◆ **Input data**:
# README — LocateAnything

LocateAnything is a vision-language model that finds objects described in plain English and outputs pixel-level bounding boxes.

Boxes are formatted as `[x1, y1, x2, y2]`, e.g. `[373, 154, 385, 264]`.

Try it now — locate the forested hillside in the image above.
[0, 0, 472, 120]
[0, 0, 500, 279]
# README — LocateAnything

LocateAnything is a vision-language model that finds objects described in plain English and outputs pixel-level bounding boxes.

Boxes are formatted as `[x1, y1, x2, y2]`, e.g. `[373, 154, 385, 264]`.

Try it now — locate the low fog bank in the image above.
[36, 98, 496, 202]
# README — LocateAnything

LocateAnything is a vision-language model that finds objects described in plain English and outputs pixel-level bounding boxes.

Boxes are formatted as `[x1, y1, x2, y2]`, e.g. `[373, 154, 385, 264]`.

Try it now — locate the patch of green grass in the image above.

◆ **What you should do**: Reproduce all of the data above word for word, line by line.

◆ **Solution to this exercise**:
# README — LocateAnything

LocateAnything is a vision-language model that finds objects described in plain English and outputs pixel-level bounding boxes.

Boxes are formatted as `[x1, y1, x2, y2]`, e.g. `[373, 154, 385, 264]`.

Try it now — locate the forested hillside in the image above.
[0, 0, 472, 120]
[0, 0, 500, 279]
# README — LocateAnything

LocateAnything is a vision-language model that finds objects described in plain English and outputs pixel-level bounding boxes.

Boxes are formatted as `[x1, y1, x2, y2]`, e.g. `[373, 154, 385, 264]`.

Try it now — locate the low fog bank in the image above.
[36, 98, 496, 202]
# README — LocateAnything

LocateAnything is a vision-language model that finds objects described in plain English and outputs pixel-level bounding boxes.

Boxes are formatted as `[x1, y1, x2, y2]`, e.g. `[373, 154, 385, 264]`.

Try it now — locate the patch of green grass in the image above.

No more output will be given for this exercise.